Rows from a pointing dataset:

= = = = = = =

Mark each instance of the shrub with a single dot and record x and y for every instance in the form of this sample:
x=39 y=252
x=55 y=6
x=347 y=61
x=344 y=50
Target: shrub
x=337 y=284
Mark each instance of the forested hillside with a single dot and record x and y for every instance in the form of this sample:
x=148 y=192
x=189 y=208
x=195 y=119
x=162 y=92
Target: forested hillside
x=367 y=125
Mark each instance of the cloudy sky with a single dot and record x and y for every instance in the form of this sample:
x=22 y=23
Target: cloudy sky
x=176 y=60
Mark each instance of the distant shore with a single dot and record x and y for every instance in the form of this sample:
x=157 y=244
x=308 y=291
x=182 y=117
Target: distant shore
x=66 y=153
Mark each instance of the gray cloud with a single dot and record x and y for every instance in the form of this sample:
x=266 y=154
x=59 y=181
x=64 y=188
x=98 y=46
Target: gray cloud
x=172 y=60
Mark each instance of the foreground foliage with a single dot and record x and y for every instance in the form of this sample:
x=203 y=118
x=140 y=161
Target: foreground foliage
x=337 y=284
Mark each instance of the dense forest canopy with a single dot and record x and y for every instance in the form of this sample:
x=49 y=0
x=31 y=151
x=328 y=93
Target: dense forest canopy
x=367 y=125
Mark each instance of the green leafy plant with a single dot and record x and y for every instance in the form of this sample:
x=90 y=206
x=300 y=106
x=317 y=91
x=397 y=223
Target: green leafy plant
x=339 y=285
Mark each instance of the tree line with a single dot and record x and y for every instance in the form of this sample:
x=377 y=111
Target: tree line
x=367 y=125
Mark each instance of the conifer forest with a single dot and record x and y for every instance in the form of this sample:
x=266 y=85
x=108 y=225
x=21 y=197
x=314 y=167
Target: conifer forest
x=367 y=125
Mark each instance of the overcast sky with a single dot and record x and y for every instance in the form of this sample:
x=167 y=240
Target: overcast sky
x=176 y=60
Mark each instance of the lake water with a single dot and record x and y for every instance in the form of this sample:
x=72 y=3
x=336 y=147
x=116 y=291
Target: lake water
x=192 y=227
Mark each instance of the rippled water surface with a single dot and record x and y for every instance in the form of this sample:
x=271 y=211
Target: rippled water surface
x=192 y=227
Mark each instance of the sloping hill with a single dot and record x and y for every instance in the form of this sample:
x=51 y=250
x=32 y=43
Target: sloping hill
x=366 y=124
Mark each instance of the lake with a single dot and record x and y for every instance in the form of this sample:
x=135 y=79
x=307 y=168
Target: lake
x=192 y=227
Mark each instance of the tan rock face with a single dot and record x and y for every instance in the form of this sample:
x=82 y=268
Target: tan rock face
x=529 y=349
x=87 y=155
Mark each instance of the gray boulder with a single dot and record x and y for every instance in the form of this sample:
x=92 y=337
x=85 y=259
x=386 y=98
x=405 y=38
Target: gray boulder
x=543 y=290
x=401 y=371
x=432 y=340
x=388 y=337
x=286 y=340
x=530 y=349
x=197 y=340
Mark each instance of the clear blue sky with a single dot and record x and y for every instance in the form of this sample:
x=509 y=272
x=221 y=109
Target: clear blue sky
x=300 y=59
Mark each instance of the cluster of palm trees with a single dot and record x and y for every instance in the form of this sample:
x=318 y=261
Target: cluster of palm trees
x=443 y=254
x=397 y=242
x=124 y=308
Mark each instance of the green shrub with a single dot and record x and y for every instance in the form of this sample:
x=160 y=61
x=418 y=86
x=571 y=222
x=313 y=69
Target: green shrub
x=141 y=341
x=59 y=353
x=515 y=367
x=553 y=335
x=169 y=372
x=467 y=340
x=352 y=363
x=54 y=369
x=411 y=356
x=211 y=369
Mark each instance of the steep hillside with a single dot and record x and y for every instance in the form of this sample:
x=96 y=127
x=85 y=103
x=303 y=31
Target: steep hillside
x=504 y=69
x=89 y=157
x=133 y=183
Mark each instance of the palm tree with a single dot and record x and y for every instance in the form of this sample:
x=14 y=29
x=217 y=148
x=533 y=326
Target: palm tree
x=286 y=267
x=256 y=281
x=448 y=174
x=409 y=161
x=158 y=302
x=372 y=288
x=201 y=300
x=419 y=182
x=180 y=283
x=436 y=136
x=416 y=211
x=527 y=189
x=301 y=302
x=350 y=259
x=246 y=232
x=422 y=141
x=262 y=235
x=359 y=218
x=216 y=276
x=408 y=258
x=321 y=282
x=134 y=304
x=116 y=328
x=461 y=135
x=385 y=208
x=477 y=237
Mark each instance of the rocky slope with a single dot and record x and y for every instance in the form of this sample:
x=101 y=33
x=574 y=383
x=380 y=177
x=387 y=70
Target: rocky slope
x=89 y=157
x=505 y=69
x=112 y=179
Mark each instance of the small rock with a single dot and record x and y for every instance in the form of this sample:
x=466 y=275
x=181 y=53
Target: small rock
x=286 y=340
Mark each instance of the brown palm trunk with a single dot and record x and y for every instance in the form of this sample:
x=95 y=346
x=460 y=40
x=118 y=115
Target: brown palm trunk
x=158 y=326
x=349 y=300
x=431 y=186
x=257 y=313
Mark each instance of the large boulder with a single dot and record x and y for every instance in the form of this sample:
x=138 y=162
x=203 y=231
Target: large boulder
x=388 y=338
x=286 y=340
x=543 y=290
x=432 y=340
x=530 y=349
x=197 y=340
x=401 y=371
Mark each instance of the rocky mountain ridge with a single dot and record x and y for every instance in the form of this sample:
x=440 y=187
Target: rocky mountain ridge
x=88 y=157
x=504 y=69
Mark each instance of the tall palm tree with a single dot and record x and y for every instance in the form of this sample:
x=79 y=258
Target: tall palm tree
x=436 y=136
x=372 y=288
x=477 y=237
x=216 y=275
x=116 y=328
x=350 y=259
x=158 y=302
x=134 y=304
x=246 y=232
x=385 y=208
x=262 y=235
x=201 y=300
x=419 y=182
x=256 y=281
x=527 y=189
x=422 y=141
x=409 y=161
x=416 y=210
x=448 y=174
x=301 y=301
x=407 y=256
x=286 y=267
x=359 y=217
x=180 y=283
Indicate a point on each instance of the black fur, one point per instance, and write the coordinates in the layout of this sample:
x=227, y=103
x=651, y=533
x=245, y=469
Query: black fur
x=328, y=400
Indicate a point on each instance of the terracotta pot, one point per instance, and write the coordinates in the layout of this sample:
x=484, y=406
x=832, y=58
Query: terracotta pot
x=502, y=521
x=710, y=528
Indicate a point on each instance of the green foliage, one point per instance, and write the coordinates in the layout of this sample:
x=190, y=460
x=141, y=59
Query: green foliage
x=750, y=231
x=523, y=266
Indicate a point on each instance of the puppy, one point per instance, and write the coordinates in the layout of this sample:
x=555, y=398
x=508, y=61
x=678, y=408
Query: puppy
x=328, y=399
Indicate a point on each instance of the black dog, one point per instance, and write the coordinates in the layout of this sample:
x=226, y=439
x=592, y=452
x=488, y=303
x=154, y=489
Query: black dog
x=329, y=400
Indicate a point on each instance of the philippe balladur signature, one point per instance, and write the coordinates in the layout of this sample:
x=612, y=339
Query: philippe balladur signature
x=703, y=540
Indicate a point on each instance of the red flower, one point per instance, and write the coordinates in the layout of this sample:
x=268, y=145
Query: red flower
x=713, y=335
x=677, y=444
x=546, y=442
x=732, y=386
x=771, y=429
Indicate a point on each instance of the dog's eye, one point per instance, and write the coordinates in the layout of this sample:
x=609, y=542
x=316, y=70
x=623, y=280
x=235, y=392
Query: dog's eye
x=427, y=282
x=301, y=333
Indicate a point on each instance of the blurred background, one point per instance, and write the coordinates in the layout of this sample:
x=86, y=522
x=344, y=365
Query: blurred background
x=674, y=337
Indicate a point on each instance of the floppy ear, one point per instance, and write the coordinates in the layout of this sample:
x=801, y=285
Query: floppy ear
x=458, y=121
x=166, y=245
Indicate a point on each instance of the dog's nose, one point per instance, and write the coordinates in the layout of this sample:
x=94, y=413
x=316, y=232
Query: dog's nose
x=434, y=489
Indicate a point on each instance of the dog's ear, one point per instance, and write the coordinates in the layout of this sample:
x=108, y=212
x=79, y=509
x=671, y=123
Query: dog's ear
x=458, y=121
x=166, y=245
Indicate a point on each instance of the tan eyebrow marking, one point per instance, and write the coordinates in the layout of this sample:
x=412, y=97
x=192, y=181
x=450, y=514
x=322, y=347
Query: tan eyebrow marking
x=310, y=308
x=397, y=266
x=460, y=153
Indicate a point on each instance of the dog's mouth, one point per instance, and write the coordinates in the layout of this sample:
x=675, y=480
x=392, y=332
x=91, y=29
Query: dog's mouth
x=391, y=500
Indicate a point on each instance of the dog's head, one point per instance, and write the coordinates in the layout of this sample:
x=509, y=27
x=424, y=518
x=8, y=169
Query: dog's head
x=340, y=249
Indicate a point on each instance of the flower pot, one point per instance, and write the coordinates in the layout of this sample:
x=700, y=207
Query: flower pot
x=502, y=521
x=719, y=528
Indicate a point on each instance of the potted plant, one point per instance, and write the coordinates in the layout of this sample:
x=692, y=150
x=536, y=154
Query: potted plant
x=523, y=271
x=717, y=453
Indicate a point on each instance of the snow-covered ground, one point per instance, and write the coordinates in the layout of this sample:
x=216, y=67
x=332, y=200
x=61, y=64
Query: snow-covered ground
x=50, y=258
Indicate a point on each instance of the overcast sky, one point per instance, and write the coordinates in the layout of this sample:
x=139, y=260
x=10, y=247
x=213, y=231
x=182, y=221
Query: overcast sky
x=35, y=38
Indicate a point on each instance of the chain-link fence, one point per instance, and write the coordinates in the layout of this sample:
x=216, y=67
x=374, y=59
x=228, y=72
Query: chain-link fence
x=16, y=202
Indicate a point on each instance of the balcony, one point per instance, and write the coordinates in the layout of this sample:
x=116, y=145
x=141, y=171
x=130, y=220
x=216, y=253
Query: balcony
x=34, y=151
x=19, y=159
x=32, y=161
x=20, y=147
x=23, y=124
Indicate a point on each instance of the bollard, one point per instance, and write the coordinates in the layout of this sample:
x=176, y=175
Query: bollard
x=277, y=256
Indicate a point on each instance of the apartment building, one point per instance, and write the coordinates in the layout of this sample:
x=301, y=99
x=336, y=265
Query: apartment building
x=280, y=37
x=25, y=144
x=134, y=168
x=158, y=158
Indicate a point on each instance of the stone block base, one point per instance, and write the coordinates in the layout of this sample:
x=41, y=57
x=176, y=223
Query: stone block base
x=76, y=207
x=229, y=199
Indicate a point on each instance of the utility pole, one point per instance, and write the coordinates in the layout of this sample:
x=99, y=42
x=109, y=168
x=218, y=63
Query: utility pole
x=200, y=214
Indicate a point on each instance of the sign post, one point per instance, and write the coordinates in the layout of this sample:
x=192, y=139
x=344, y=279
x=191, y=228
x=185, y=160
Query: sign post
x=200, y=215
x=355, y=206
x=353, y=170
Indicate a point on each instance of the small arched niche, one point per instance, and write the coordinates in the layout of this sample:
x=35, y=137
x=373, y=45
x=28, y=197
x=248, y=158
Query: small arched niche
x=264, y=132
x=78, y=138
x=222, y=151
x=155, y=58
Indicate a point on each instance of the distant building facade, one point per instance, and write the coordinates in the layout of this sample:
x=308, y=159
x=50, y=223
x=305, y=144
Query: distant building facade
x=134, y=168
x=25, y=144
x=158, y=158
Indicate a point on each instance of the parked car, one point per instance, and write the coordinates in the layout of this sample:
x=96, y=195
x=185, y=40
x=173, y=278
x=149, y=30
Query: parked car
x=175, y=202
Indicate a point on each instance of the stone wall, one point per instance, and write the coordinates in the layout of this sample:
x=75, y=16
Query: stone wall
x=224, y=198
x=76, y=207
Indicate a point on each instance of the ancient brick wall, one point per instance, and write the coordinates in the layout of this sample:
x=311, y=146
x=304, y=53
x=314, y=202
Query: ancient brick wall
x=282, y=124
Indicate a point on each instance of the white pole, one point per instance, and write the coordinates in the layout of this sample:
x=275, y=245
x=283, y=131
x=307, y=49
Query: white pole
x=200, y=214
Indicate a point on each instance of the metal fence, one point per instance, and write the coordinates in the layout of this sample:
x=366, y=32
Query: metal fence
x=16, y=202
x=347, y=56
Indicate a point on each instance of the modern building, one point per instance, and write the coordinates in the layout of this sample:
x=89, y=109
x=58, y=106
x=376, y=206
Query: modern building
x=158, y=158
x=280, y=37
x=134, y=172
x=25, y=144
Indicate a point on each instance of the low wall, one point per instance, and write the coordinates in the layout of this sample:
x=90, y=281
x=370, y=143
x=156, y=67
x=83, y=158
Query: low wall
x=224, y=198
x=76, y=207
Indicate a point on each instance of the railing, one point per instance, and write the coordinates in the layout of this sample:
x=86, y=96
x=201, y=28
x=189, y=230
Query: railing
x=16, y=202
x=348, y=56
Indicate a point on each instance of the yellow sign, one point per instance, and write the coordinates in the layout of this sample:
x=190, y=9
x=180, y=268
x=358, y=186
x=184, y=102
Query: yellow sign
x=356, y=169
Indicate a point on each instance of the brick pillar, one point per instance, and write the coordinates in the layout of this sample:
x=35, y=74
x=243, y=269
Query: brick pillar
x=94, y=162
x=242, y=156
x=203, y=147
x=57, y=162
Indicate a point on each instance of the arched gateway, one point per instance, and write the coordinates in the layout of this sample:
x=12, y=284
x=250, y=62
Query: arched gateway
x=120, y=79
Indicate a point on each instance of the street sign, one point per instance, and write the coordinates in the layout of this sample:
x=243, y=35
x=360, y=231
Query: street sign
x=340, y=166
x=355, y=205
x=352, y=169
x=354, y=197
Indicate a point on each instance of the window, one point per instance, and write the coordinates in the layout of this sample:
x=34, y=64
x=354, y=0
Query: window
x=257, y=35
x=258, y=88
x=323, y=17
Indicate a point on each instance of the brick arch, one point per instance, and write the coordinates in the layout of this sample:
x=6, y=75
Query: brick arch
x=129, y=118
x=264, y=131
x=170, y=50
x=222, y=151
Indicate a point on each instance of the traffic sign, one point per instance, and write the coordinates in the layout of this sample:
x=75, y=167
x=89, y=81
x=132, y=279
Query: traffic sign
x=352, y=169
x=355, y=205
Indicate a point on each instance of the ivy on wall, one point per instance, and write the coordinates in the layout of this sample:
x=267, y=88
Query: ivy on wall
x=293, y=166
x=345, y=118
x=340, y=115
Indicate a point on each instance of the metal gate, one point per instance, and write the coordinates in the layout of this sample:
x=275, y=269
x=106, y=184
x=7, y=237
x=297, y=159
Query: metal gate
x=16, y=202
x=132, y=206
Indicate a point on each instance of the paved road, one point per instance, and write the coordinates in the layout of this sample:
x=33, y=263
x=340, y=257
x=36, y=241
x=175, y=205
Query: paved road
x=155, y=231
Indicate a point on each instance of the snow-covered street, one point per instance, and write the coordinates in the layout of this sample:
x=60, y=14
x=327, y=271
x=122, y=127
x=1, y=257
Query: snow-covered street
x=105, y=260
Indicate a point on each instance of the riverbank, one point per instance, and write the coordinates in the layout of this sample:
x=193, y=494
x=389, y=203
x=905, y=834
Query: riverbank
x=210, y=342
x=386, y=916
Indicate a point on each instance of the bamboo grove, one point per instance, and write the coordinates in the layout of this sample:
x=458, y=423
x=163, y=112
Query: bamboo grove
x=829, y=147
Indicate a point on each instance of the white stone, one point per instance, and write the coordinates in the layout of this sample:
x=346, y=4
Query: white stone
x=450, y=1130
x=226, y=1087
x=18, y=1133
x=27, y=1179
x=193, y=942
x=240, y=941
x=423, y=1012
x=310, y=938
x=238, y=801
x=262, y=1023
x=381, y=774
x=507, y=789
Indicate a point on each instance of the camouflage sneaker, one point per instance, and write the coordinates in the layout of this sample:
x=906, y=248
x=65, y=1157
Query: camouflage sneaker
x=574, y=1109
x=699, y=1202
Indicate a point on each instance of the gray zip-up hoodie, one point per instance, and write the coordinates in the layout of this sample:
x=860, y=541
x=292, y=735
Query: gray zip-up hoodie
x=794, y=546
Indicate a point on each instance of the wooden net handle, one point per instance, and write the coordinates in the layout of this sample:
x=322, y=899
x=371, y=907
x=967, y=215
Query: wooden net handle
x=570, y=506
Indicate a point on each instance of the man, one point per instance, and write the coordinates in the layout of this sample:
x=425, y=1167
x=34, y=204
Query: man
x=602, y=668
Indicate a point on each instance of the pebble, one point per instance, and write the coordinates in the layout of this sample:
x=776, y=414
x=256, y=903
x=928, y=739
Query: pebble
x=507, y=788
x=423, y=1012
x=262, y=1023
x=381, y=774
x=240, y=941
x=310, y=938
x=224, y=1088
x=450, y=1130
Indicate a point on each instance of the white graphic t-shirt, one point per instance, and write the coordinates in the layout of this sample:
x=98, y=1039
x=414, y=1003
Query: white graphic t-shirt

= = = = = = =

**TASK BRIEF**: Find the line containing "Indicate a point on each instance of the man, one", then output it and every line after it to the end of the data, exactly.

**EXPECTED ANSWER**:
Indicate a point on each instance of the man, one point per instance, and write the coordinates in the layout of this sample:
x=425, y=1167
x=34, y=204
Query: man
x=602, y=668
Indicate a point on each instance of the pebble, one point per instance, and write the coordinates in the layout of this sample:
x=776, y=414
x=256, y=903
x=928, y=739
Query: pebble
x=507, y=788
x=423, y=1012
x=262, y=1023
x=381, y=774
x=240, y=941
x=310, y=938
x=224, y=1088
x=450, y=1130
Indicate a point on each instance of the white graphic t-shirt, one point per instance, and write the coordinates in the layout of this sample:
x=98, y=1039
x=414, y=1003
Query: white graphic t-shirt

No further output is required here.